##### Records shown
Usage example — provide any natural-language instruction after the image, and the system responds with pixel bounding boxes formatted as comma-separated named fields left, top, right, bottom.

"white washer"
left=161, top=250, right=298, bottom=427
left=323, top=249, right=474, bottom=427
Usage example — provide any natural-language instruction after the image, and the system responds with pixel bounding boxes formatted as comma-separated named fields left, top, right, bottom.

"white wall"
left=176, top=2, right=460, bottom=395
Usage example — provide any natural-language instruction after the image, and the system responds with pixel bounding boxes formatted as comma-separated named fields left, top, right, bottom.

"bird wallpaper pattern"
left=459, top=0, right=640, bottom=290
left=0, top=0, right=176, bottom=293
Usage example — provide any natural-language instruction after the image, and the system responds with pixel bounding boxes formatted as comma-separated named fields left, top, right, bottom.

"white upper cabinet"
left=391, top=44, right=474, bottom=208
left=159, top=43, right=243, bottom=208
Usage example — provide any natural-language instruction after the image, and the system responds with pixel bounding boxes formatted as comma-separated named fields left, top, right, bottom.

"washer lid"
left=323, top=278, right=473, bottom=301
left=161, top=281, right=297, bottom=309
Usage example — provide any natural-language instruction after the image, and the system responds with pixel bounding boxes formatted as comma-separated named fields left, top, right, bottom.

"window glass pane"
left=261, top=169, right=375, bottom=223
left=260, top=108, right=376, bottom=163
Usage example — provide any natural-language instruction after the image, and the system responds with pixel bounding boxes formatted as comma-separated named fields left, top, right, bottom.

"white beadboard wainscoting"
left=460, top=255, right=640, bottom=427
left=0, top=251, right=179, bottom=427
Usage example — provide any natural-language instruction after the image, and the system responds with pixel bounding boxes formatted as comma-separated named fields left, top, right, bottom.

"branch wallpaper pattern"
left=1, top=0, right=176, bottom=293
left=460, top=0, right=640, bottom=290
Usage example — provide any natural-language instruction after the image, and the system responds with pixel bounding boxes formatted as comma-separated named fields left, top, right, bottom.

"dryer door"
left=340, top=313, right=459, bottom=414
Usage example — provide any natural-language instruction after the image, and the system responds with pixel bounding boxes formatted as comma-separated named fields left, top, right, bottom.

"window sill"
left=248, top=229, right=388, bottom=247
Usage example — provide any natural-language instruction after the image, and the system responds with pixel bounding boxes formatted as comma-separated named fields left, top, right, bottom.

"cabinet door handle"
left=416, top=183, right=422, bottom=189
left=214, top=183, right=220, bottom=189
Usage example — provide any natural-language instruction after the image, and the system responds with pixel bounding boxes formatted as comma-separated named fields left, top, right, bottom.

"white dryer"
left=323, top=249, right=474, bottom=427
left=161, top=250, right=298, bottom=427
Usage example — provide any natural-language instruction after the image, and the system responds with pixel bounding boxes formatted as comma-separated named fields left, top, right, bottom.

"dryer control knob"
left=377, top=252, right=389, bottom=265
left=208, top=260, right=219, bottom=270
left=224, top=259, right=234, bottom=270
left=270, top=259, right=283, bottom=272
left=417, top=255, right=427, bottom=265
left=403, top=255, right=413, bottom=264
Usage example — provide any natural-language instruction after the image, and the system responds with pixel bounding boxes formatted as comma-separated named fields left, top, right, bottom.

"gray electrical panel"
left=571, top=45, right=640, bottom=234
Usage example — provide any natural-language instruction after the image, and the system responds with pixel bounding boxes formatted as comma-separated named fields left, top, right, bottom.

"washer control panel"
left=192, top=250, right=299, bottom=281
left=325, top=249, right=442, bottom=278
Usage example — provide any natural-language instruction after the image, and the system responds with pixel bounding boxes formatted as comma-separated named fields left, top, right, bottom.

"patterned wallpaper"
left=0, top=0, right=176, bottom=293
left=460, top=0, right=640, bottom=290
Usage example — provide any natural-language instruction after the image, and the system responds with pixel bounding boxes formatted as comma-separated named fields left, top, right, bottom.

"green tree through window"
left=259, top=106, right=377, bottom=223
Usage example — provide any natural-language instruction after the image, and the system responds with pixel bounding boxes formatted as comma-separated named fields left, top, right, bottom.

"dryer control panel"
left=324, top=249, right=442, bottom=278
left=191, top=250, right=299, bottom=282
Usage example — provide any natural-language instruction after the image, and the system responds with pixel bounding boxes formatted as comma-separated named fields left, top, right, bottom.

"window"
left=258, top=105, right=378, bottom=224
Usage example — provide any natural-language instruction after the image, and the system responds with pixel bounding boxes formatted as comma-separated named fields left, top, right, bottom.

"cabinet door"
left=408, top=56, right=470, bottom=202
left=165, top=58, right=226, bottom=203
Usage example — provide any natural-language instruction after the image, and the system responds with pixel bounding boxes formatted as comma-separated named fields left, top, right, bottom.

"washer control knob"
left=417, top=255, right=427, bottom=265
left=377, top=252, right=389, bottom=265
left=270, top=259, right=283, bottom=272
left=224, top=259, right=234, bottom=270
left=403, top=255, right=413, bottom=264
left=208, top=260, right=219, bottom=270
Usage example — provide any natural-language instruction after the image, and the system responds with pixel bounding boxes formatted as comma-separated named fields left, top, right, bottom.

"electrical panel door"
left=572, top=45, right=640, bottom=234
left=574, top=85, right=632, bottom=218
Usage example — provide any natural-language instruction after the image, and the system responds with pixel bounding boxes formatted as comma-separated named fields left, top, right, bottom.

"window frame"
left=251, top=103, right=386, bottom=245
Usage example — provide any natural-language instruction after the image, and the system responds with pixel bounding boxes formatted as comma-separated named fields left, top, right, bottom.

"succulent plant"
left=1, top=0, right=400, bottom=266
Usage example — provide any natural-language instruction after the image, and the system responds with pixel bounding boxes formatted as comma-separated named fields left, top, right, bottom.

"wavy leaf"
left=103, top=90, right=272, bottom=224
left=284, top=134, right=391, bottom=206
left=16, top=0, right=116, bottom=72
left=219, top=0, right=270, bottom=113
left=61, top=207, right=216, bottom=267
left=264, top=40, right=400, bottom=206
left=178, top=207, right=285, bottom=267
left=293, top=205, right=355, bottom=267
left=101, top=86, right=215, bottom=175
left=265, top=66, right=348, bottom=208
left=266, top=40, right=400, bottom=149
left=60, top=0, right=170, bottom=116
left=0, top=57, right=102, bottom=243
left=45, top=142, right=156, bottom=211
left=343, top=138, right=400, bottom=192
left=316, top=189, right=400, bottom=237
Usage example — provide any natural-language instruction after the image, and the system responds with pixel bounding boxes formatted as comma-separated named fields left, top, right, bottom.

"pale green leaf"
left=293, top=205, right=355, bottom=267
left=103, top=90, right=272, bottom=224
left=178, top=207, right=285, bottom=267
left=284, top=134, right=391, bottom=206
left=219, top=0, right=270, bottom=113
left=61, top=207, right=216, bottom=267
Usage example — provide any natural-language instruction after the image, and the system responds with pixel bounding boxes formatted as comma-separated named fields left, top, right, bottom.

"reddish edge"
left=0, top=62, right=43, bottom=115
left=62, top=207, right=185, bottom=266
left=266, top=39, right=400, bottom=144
##########
(What you have to do): What is needed is an exact restatement of every record above.

(Exercise solution):
Usage example — provide any natural-language instruction after the image, and the system responds with pixel bounding boxes formatted as comma-separated named fields left, top, right, bottom.

"white washer"
left=161, top=250, right=298, bottom=427
left=323, top=249, right=474, bottom=427
Usage example — provide any natural-language instruction after the image, and the system responds with pixel bounding boxes formatted as comma-separated named fields left, top, right, bottom.

"white wall"
left=176, top=2, right=460, bottom=395
Usage example — provide any natural-language instruction after the image, and the system responds with pixel bounding boxes formatted as comma-separated named fields left, top, right, bottom.

"bird wallpaper pattern"
left=459, top=0, right=640, bottom=290
left=0, top=0, right=176, bottom=293
Usage example — provide any natural-language instruction after the image, and the system responds with pixel bounding boxes formatted as comma-separated named fields left, top, right, bottom.

"white upper cabinet"
left=391, top=44, right=474, bottom=208
left=159, top=43, right=243, bottom=208
Usage example — provide any natural-language instruction after the image, and the system responds with pixel bounding boxes formatted as comma-separated named fields left, top, right, bottom.

"washer lid"
left=323, top=278, right=473, bottom=301
left=161, top=281, right=297, bottom=309
Usage example — provide any natural-language instruction after the image, and the system responds with pixel bounding boxes formatted as comma-separated named fields left, top, right, bottom.

"window glass pane"
left=261, top=169, right=375, bottom=223
left=260, top=108, right=376, bottom=163
Usage example — provide any natural-language instruction after the image, and the system responds with pixel bounding boxes formatted as comma-separated named fields left, top, right, bottom.

"white beadboard wainscoting"
left=460, top=255, right=640, bottom=427
left=0, top=251, right=179, bottom=427
Usage example — provide any natural-language instruction after the image, and the system responds with pixel bounding boxes formatted as comma-separated named fields left, top, right, bottom.

"branch wallpaper pattern"
left=1, top=0, right=176, bottom=293
left=460, top=0, right=640, bottom=290
Usage example — provide any natural-language instruction after the image, and the system responds with pixel bounding boxes formatted as comma-separated named fields left, top, right, bottom.

"dryer door"
left=340, top=313, right=459, bottom=414
Usage example — provide any natural-language instruction after the image, and the system responds with pixel bounding boxes formatted as comma-separated named fields left, top, right, bottom.

"window sill"
left=248, top=229, right=388, bottom=247
Usage example — provide any natural-language instruction after the image, and the system responds with pixel bounding boxes formatted as comma-separated named fields left, top, right, bottom.

"cabinet door handle"
left=416, top=183, right=422, bottom=189
left=214, top=183, right=220, bottom=189
Usage example — provide any natural-language instruction after the image, and the system responds with pixel bounding boxes formatted as comma-separated named fields left, top, right, bottom.

"white dryer"
left=323, top=249, right=474, bottom=427
left=161, top=250, right=298, bottom=427
Usage example — provide any natural-language instruction after the image, and the system responds with pixel bounding boxes formatted as comma-separated named fields left, top, right, bottom.

"dryer control knob"
left=377, top=252, right=389, bottom=265
left=208, top=260, right=219, bottom=270
left=224, top=259, right=234, bottom=270
left=270, top=259, right=283, bottom=272
left=417, top=255, right=427, bottom=265
left=403, top=255, right=413, bottom=264
Usage example — provide any natural-language instruction after the image, and the system responds with pixel bounding boxes formatted as comma-separated named fields left, top, right, bottom.

"gray electrical panel"
left=571, top=45, right=640, bottom=234
Usage example — provide any natural-language instruction after the image, and the system responds with pixel bounding boxes formatted as comma-separated named fields left, top, right, bottom.

"washer control panel"
left=192, top=250, right=299, bottom=281
left=325, top=249, right=442, bottom=278
Usage example — provide any natural-language instruction after the image, and the system responds with pixel bounding boxes formatted as comma-separated named fields left, top, right, bottom.

"patterned wallpaper"
left=0, top=0, right=176, bottom=293
left=460, top=0, right=640, bottom=290
Usage example — provide any natural-language instruction after the image, and the system responds with pixel bounding boxes formatted as comma-separated named fields left, top, right, bottom.

"green tree through window"
left=259, top=106, right=377, bottom=223
Usage example — provide any natural-language instruction after the image, and the system responds with pixel bounding boxes formatted as comma-separated named fields left, top, right, bottom.

"dryer control panel"
left=324, top=249, right=442, bottom=278
left=191, top=250, right=299, bottom=282
Usage example — provide any natural-language instruction after the image, and the system responds with pixel bounding boxes formatted as comma-separated named fields left, top, right, bottom.

"window"
left=258, top=105, right=378, bottom=224
Usage example — provide any natural-language instruction after the image, and the system responds with pixel bounding boxes formatted as comma-separated named fields left, top, right, bottom.

"cabinet door"
left=408, top=56, right=470, bottom=202
left=165, top=58, right=226, bottom=203
Usage example — provide any natural-language instruction after the image, and the system responds with pixel bounding boxes formatted as comma-separated named fields left, top, right, bottom.

"washer control knob"
left=417, top=255, right=427, bottom=265
left=377, top=252, right=389, bottom=265
left=270, top=259, right=283, bottom=272
left=224, top=259, right=234, bottom=270
left=403, top=255, right=413, bottom=264
left=208, top=260, right=219, bottom=270
Usage example — provide any natural-language instruction after the image, and the system responds with pixel bounding boxes formatted as comma-separated named fields left, top, right, bottom.

"electrical panel door"
left=572, top=45, right=640, bottom=234
left=574, top=85, right=632, bottom=218
Usage example — provide any natural-language instruction after the image, and the system responds with pixel bounding boxes formatted as comma-separated named fields left, top, right, bottom.

"window frame"
left=251, top=103, right=386, bottom=245
Usage example — provide any natural-language instruction after the image, and the system responds with pixel bounding boxes formatted as comma-separated named fields left, top, right, bottom.

"succulent plant"
left=1, top=0, right=400, bottom=266
Usage example — provide any natural-language instruction after the image, and the system responds with pixel bounding boxes formatted as comma-separated named fields left, top, right, bottom.

"wavy leaf"
left=103, top=90, right=272, bottom=224
left=284, top=134, right=391, bottom=206
left=16, top=0, right=116, bottom=72
left=219, top=0, right=270, bottom=113
left=61, top=207, right=216, bottom=267
left=264, top=40, right=400, bottom=206
left=178, top=207, right=285, bottom=267
left=293, top=205, right=355, bottom=267
left=101, top=86, right=215, bottom=175
left=265, top=66, right=348, bottom=208
left=266, top=40, right=400, bottom=149
left=60, top=0, right=170, bottom=116
left=0, top=57, right=102, bottom=243
left=45, top=142, right=156, bottom=211
left=343, top=138, right=400, bottom=192
left=316, top=189, right=400, bottom=237
Usage example — provide any natural-language instruction after the image, and the system responds with pixel bounding boxes formatted as comma-separated named fields left, top, right, bottom.

"pale green leaf"
left=293, top=205, right=355, bottom=267
left=103, top=90, right=272, bottom=224
left=178, top=207, right=285, bottom=267
left=284, top=134, right=391, bottom=206
left=219, top=0, right=270, bottom=113
left=61, top=207, right=216, bottom=267
Usage example — provide any natural-language instruction after the image, and the system responds with pixel bounding boxes formatted as comma-separated named fields left, top, right, bottom.

"reddish edge"
left=0, top=62, right=43, bottom=115
left=62, top=207, right=185, bottom=266
left=266, top=39, right=400, bottom=144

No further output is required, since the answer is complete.